# Text block:
====

Thales, Austal and Tropical Reef Sign MOU to Support Australian Shipbuilding and Sustainment Enterprise

In Cairns, Thales Australia, Austal and Tropical Reef Shipyard signed a Memorandum of Understanding (MoU) to support the Australian Government’s National Naval Shipbuilding and Sustainment Enterprise. The MoU prioritises the development of local professional, technical and trade skills of the Far North Queensland region. It focusses on the capability assurance of Navy assets through the delivery of project management, and ship repair and defect rectification services to Navy from Cairns. Thales Australia, Austal and Tropical Reef Shipyard recognise that close collaborative relationships between industrial partners and suppliers are essential to ensure Navy has the capability it needs.The local and efficient delivery of Ship Support, Sustainment and Lifecycle Management is critical to support the Royal Australian Navy’s ability to fight and win at sea.

====

# Data provided:
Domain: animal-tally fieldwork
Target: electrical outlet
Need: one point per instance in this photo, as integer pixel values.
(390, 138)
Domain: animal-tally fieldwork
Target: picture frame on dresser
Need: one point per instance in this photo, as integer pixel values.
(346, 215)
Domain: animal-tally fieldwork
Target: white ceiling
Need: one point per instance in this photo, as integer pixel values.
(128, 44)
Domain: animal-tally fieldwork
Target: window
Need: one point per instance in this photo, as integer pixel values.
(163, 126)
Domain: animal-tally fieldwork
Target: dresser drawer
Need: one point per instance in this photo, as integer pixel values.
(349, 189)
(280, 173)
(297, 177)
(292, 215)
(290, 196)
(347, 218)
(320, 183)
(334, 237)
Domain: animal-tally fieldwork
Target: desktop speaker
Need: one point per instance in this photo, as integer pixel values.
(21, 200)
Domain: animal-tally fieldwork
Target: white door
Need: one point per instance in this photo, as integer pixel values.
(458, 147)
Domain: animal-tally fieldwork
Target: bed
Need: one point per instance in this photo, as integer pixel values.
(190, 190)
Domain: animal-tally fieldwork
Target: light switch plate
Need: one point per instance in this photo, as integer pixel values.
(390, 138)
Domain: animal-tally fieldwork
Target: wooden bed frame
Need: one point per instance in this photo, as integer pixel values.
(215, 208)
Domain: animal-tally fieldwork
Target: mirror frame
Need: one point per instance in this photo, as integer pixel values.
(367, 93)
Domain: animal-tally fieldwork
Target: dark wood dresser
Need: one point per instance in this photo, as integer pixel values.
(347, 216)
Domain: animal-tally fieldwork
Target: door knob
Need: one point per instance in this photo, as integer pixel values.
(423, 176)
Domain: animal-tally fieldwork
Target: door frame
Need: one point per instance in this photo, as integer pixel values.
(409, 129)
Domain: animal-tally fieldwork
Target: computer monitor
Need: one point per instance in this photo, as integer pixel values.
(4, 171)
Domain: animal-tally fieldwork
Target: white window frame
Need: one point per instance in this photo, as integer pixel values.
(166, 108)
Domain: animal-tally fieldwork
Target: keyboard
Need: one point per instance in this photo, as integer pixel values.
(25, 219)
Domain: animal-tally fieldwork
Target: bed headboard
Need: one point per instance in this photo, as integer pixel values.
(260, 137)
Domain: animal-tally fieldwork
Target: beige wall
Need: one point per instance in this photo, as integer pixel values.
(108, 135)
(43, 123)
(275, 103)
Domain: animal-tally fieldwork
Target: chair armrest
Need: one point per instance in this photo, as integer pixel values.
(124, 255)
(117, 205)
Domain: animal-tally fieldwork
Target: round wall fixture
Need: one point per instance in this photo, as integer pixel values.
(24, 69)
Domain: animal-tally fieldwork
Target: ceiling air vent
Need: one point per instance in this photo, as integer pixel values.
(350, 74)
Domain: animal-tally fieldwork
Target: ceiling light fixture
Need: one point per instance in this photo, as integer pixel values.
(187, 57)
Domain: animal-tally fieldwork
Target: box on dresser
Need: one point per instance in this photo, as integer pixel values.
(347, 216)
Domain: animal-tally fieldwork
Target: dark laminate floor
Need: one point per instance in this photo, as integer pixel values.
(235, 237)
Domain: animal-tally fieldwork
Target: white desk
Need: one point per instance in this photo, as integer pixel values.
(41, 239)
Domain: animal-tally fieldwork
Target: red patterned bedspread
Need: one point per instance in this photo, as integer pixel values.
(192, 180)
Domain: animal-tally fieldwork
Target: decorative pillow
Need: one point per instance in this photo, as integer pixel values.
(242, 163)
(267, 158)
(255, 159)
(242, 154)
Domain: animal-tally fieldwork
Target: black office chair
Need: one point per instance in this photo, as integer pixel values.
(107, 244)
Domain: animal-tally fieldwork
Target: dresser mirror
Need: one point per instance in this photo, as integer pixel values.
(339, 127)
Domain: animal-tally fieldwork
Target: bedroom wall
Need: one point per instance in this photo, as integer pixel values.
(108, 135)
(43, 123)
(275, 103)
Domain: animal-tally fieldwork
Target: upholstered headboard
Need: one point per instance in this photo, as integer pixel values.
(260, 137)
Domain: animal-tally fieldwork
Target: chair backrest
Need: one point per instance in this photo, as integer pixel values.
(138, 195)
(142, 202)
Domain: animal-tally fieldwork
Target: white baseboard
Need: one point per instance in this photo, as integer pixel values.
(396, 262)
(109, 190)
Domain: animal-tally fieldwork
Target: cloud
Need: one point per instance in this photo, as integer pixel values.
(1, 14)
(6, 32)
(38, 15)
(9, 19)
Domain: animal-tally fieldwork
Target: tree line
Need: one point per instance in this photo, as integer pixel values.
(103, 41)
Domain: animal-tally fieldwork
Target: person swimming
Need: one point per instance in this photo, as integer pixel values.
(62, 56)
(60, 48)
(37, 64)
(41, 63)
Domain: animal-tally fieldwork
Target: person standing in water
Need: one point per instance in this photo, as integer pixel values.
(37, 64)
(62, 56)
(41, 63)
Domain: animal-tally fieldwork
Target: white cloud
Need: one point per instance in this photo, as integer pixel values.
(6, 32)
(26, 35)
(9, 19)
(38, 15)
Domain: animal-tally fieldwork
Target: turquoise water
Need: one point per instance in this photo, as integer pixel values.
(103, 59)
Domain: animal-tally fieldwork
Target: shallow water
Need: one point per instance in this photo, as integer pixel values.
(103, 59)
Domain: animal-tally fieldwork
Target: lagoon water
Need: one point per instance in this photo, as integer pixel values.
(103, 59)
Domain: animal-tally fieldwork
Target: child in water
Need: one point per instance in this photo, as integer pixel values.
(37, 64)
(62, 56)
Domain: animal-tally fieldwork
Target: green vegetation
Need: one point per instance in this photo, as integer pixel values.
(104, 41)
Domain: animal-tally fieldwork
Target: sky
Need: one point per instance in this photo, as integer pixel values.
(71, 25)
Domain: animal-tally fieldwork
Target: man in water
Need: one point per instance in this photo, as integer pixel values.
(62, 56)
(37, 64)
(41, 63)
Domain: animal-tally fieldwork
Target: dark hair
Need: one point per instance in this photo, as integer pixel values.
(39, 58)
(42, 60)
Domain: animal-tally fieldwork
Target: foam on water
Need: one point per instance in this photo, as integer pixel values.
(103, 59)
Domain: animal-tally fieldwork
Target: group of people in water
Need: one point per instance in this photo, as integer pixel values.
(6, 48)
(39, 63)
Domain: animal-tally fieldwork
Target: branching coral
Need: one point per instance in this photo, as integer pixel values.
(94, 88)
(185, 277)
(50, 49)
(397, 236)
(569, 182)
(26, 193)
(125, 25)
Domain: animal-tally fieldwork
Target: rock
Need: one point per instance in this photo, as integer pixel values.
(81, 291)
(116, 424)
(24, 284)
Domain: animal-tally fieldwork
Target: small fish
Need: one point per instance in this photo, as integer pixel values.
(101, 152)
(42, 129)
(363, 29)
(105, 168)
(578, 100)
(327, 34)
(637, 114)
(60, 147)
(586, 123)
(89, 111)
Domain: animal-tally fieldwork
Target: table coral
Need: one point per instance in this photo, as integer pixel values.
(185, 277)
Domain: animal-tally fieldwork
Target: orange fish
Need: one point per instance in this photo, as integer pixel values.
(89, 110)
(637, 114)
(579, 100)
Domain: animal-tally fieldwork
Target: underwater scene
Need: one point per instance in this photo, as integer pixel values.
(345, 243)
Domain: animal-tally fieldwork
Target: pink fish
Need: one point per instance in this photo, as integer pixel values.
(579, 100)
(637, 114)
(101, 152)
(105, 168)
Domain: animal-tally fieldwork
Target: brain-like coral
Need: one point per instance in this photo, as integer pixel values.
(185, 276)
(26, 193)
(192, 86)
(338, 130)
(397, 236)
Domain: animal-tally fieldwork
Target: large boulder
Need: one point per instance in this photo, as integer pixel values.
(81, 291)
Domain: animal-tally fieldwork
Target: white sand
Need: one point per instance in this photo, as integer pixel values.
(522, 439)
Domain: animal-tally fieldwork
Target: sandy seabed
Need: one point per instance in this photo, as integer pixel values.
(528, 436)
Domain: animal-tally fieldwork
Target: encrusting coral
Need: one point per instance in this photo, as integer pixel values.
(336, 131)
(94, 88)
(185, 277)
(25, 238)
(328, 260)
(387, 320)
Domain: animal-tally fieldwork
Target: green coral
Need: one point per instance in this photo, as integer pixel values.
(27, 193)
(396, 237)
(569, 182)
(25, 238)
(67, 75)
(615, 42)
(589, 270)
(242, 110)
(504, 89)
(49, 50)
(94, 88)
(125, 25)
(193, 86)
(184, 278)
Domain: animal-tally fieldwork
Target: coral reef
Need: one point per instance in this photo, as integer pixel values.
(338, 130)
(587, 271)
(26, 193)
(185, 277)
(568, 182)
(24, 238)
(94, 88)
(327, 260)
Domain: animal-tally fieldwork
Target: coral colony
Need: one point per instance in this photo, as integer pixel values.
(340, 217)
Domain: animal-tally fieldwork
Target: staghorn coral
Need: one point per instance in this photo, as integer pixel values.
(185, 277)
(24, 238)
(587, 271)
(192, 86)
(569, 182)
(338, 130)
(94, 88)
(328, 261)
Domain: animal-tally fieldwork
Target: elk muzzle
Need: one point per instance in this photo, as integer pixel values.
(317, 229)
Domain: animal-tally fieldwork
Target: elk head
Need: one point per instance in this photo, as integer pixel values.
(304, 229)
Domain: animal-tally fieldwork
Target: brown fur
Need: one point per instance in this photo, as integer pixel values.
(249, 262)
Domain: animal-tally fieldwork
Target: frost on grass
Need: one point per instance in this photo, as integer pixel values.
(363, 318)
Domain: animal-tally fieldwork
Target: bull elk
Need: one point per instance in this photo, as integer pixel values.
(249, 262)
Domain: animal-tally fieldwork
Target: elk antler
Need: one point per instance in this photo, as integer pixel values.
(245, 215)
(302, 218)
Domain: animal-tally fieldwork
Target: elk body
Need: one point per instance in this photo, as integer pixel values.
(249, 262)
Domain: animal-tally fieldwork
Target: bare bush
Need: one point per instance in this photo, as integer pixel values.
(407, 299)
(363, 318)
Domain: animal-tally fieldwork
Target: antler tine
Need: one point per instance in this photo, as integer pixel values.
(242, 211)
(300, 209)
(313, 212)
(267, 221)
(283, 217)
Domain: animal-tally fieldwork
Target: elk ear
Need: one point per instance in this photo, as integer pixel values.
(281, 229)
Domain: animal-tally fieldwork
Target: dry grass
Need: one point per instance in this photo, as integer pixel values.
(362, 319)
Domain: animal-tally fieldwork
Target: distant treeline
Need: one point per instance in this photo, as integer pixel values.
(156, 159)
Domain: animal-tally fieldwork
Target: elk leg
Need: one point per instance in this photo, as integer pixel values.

====

# Brief A:
Translate this sentence from the shipbuilding MOU announcement into Spanish: "The MoU prioritises the development of local professional, technical and trade skills of the Far North Queensland region."
# Brief B:
Write the next part of the shipbuilding MOU announcement, picking up after its last sentence.
The records aren't needed here.

# Exercise output A:
El MoU prioriza el desarrollo de las competencias profesionales, técnicas y de oficios locales de la región del Extremo Norte de Queensland.

# Exercise output B:
Thales Australia Vice President Above Water Systems Max Kufner said,”Thales’s highest priority is ensuring that CASG and Navy is able to achieve and sustain mission capability. As Navy transforms its sustainment model, this MoU helps cement the close collaborative relationships that are key to ensuring we help deliver an integrated regional sustainment environment. I am delighted to be working closely with Austal and Tropical Reef Shipyard and many other local businesses to ensure Navy gets the best support and sustainment outcomes, whilst maximising opportunities for local companies.”Local Cairns businesses have played an essential role in delivering the sustainment of the Armidale Class Patrol Boats for the Royal Australian Navy. These activities have seen more than $10 million invested in the local economy in 2020 as a direct result of Thales’s policy of maximising the work flowing to local small and medium sized businesses.”

The Memorandum of Understanding (MoU) signing.
The Memorandum of Understanding (MoU) signing. (Photo by Thales)

The Armidale class is a class of patrol boats built for the Royal Australian Navy (RAN). Each patrol boat has a length of 56.8 metres (186 ft), a beam of 9.7 metres (32 ft), a draught of 2.7 metres (8.9 ft), and a standard displacement of 300 tons. Planning for a class of vessels to replace the fifteen Fremantle-class patrol boats began in 1993 as a joint project with the Royal Malaysian Navy, but was cancelled when Malaysia pulled out of the process. All fourteen boats were constructed by Austal at its shipyard in Henderson, Western Australia. Lead ship HMAS Armidale was commissioned into the RAN in June 2005. The Armidales can travel at a maximum speed of 25 knots (46 km/h; 29 mph), and are driven by two propeller shafts, each connected to an MTU 4000 16V diesel engine, providing 6,225 horsepower (4,642 kW). The main armament of the Armidale class is a Rafael Typhoon stabilised 25-millimetre (0.98 in) gun mount fitted with an M242 Bushmaster autocannon.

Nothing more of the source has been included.